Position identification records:
+ + + +
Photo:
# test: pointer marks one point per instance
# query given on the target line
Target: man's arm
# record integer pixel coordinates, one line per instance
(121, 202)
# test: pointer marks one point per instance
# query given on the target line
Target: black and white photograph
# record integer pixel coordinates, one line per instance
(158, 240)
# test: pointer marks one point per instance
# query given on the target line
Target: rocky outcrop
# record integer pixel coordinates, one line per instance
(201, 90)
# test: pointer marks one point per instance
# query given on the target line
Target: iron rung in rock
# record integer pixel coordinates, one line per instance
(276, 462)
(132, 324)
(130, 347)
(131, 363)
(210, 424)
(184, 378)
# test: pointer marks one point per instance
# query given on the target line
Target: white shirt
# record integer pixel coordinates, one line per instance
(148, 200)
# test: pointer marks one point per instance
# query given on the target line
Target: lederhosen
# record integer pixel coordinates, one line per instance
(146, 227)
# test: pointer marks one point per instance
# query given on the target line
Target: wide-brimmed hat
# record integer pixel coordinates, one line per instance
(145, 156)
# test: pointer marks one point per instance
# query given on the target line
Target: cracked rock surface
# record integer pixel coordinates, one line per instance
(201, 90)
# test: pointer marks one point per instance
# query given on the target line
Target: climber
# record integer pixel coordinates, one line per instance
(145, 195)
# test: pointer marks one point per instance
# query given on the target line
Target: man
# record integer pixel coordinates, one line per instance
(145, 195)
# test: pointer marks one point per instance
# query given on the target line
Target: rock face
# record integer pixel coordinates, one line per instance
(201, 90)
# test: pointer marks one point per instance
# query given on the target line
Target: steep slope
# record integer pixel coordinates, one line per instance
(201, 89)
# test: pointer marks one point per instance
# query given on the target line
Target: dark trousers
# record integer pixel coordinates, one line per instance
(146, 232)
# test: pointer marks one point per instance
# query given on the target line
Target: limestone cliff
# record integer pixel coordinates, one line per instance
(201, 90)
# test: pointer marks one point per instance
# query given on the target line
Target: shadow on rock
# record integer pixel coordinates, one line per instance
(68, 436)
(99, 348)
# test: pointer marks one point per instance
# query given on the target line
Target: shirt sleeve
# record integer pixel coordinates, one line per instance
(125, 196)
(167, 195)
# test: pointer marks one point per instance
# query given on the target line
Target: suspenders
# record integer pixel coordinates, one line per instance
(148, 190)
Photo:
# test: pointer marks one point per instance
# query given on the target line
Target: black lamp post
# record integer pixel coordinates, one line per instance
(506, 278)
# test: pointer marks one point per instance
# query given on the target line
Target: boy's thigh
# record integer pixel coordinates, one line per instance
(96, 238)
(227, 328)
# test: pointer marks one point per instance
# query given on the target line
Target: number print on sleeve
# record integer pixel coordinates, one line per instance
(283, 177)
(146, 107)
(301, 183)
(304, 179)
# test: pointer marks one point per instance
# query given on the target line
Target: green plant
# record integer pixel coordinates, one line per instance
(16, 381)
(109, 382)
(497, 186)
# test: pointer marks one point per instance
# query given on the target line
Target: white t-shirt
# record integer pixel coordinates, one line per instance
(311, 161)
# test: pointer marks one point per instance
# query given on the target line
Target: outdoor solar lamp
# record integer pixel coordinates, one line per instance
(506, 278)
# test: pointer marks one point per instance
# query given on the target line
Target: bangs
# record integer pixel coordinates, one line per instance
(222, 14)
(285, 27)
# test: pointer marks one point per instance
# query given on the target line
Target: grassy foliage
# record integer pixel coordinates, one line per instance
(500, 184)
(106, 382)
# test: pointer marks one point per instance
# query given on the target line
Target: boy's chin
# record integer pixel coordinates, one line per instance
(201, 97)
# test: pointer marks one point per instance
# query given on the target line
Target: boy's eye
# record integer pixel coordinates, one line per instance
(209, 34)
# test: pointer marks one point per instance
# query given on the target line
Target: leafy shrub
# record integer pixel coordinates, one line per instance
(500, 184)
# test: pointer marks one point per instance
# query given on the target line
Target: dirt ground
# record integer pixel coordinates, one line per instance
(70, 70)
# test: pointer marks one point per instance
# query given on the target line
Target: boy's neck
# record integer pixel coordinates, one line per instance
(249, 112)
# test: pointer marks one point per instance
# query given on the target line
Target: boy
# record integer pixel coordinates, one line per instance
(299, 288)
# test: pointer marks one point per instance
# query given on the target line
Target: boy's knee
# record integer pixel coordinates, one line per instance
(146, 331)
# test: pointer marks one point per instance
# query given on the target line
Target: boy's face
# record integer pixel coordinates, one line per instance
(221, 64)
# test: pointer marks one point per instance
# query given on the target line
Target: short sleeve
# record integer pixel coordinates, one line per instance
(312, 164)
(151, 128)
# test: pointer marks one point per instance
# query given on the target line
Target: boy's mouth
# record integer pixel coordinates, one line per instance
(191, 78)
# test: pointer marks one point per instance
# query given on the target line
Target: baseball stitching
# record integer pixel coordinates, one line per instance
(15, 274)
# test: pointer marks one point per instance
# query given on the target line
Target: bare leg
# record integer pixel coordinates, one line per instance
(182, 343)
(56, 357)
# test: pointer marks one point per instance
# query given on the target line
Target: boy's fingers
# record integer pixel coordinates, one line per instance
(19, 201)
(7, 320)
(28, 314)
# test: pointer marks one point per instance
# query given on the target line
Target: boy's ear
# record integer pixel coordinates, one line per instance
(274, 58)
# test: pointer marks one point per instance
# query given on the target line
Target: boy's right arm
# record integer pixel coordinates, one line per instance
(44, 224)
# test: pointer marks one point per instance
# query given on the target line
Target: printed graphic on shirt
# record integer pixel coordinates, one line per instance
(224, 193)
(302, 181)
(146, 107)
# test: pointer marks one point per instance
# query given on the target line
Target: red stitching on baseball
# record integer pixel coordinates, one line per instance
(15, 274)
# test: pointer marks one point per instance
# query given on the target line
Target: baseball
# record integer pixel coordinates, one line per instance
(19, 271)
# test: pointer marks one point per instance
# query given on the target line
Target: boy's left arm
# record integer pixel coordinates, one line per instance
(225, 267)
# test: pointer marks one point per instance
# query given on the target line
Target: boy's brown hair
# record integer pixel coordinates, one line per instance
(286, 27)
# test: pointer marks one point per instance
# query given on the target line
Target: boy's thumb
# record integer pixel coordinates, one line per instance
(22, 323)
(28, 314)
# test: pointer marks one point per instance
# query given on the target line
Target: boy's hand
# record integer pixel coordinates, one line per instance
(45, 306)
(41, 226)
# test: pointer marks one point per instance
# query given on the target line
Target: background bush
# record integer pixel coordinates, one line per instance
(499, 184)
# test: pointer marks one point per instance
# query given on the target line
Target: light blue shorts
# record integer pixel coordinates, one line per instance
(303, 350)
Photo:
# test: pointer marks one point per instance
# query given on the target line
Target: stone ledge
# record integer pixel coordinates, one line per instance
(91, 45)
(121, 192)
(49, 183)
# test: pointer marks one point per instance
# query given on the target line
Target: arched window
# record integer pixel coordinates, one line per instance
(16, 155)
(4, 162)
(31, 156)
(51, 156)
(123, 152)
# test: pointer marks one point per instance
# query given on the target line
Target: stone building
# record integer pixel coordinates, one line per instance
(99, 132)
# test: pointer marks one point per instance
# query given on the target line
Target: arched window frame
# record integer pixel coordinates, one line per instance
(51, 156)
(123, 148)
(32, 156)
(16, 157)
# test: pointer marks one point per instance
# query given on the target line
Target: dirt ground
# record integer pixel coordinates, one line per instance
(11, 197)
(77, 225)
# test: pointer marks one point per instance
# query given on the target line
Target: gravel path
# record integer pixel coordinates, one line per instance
+ + + +
→ WHAT IS EXPECTED: Write out the full set of records exactly as given.

→ RESPONSE FOR THIS EXERCISE:
Photo:
# test: pointer marks one point per instance
# query given on the target line
Target: man's arm
# record integer pixel coordinates, one line per instance
(121, 202)
# test: pointer marks one point per instance
# query given on the target line
Target: black and white photograph
# record integer pixel coordinates, one line per instance
(158, 240)
# test: pointer marks one point per instance
# query given on the target line
Target: rocky outcrop
# record integer pixel coordinates, one line per instance
(201, 90)
# test: pointer marks one point per instance
# query given on the target line
Target: iron rung in rock
# record integer pixel coordinates, one line per instance
(276, 462)
(132, 324)
(130, 347)
(131, 363)
(210, 424)
(184, 378)
# test: pointer marks one point per instance
# query given on the target line
Target: white shirt
# record integer pixel coordinates, one line per instance
(148, 200)
# test: pointer marks one point per instance
# query given on the target line
Target: lederhosen
# record integer pixel coordinates, one line per instance
(146, 227)
# test: pointer marks one point per instance
# query given on the target line
Target: wide-brimmed hat
# record integer pixel coordinates, one line per instance
(145, 156)
# test: pointer marks one point per instance
# query given on the target line
Target: cracked rock surface
# record integer pixel coordinates, one line per instance
(201, 90)
# test: pointer marks one point per instance
# query given on the target line
Target: climber
# record integer pixel coordinates, one line per instance
(145, 195)
# test: pointer marks one point per instance
# query given on the target line
Target: man
# record integer pixel coordinates, one line per instance
(145, 195)
# test: pointer marks one point per instance
# query given on the target line
Target: rock face
# record integer pixel coordinates, one line per instance
(201, 90)
# test: pointer marks one point per instance
# query given on the target line
Target: steep slope
# record integer pixel coordinates, one line per instance
(201, 89)
# test: pointer marks one point per instance
# query given on the target line
Target: dark trousers
# record integer pixel coordinates, one line per instance
(146, 232)
# test: pointer marks one point per instance
# query given on the target line
Target: limestone cliff
# record integer pixel coordinates, one line per instance
(201, 90)
# test: pointer marks one point per instance
# query given on the target line
Target: shadow on rock
# record integer pixel coordinates, one line per instance
(68, 436)
(99, 348)
# test: pointer marks one point per instance
# query given on the target line
Target: shirt sleeve
# record integer pixel coordinates, one line per instance
(125, 196)
(167, 195)
# test: pointer marks one point per instance
# query given on the target line
Target: suspenders
# record integer pixel coordinates, one line per instance
(148, 190)
Photo:
# test: pointer marks one point per instance
# query given on the target line
Target: black lamp post
# record integer pixel coordinates, one line per instance
(506, 278)
# test: pointer marks one point per instance
# query given on the target line
Target: boy's thigh
# record integer pixel coordinates, one line per instance
(96, 238)
(227, 328)
# test: pointer marks one point per instance
# query given on the target line
Target: number print on sleeve
# record integer pixel coordinates, one line per instance
(283, 177)
(146, 107)
(301, 183)
(304, 179)
# test: pointer marks one point per instance
# query given on the target line
Target: green plant
# record integer pixel coordinates, one line per instance
(16, 381)
(109, 382)
(497, 186)
# test: pointer marks one point per instance
# query given on the target line
Target: white t-shirt
# record integer pixel coordinates, one line per instance
(311, 161)
# test: pointer marks one point per instance
# query given on the target line
Target: outdoor solar lamp
# record integer pixel coordinates, one line per instance
(506, 278)
# test: pointer marks one point per instance
# query given on the target line
Target: bangs
# record integer pixel coordinates, one line per instance
(222, 14)
(285, 27)
# test: pointer marks one point per instance
# query given on the target line
Target: grassy foliage
# record integer pixel coordinates, one line per instance
(500, 184)
(106, 382)
# test: pointer marks one point per instance
# query given on the target line
Target: boy's chin
# record integer pixel coordinates, one line per instance
(201, 97)
# test: pointer marks one point per instance
# query given on the target line
Target: boy's eye
# record integer pixel coordinates, one line per instance
(209, 34)
# test: pointer marks one point per instance
# query given on the target line
Target: leafy shrub
# record integer pixel coordinates, one line per instance
(500, 184)
# test: pointer marks one point per instance
# query given on the target line
Target: dirt ground
# record integer pixel coordinates, one line per instance
(70, 70)
# test: pointer marks one point per instance
# query given on the target line
Target: boy's neck
# record integer pixel coordinates, one line per instance
(249, 112)
# test: pointer marks one point per instance
# query given on the target line
Target: boy
# record integer pixel coordinates, one line per instance
(299, 288)
# test: pointer marks one point per instance
# query given on the target line
Target: boy's knee
# record integer pixel coordinates, one line per instance
(146, 331)
# test: pointer marks one point per instance
# query given on the target line
Target: boy's face
# record integer pixel coordinates, one line per instance
(221, 64)
# test: pointer marks one point per instance
# query given on the target line
Target: short sleeve
# record integer pixel coordinates, one line per instance
(312, 164)
(151, 128)
# test: pointer marks one point per instance
# query given on the target line
Target: boy's mouth
# record integer pixel coordinates, one line per instance
(191, 78)
# test: pointer marks one point per instance
# query given on the target line
Target: baseball stitching
# record integer pixel coordinates, one line per instance
(15, 274)
# test: pointer marks one point per instance
# query given on the target line
Target: bare leg
# record integer pixel coordinates, one line per instance
(182, 343)
(56, 357)
# test: pointer marks one point per instance
# query given on the target line
Target: boy's fingers
# record integer pixel coordinates, one line per instance
(19, 201)
(7, 320)
(28, 314)
# test: pointer marks one point per instance
# query given on the target line
Target: boy's ear
# record integer pixel coordinates, one line per instance
(274, 58)
# test: pointer marks one point per instance
# query given on the target line
Target: boy's right arm
# record integer pixel coordinates, one line per instance
(44, 224)
# test: pointer marks one point per instance
# query given on the target line
Target: printed graphic on shirt
# record integer pixel coordinates, one line per instance
(224, 193)
(302, 181)
(146, 107)
# test: pointer marks one point per instance
# query given on the target line
Target: red stitching on baseball
# record integer pixel coordinates, one line per instance
(15, 274)
# test: pointer marks one point per instance
# query given on the target line
Target: baseball
# record integer pixel coordinates, one line per instance
(19, 271)
# test: pointer marks one point per instance
# query given on the target line
Target: boy's left arm
# record integer pixel coordinates, one line per instance
(225, 267)
# test: pointer marks one point per instance
# query given on the target line
Target: boy's brown hair
# record integer pixel coordinates, one line per instance
(286, 27)
# test: pointer marks one point per instance
# query given on the target line
Target: boy's thumb
# record integer pixel coordinates, one line per instance
(22, 323)
(28, 314)
# test: pointer marks one point per instance
# query given on the target line
Target: boy's hand
# record integer pixel coordinates, one line per instance
(45, 306)
(41, 226)
# test: pointer marks one point per instance
# query given on the target line
Target: background bush
# record integer pixel coordinates, one line per instance
(499, 184)
# test: pointer marks one point per instance
# query given on the target line
Target: light blue shorts
# record integer pixel coordinates, one line per instance
(303, 350)
Photo:
# test: pointer marks one point per instance
# query given on the target line
Target: stone ledge
# record integer pixel coordinates, one line per instance
(91, 45)
(121, 192)
(49, 183)
# test: pointer marks one point per instance
# query given on the target line
Target: arched window
# record integer pixel coordinates, one line per instance
(16, 155)
(4, 162)
(31, 156)
(51, 156)
(123, 152)
# test: pointer marks one point per instance
# query given on the target line
Target: stone building
# record integer pixel coordinates, one line per instance
(99, 132)
# test: pointer marks one point per instance
# query given on the target line
Target: arched window frame
# record integer pixel coordinates, one line per instance
(51, 156)
(123, 148)
(32, 156)
(16, 157)
# test: pointer marks one point per instance
# query given on the target line
Target: dirt ground
# record integer pixel coordinates, one line per instance
(11, 197)
(77, 225)
# test: pointer marks one point per instance
# query given on the target line
Target: gravel path
# record integer pixel coordinates, one line per instance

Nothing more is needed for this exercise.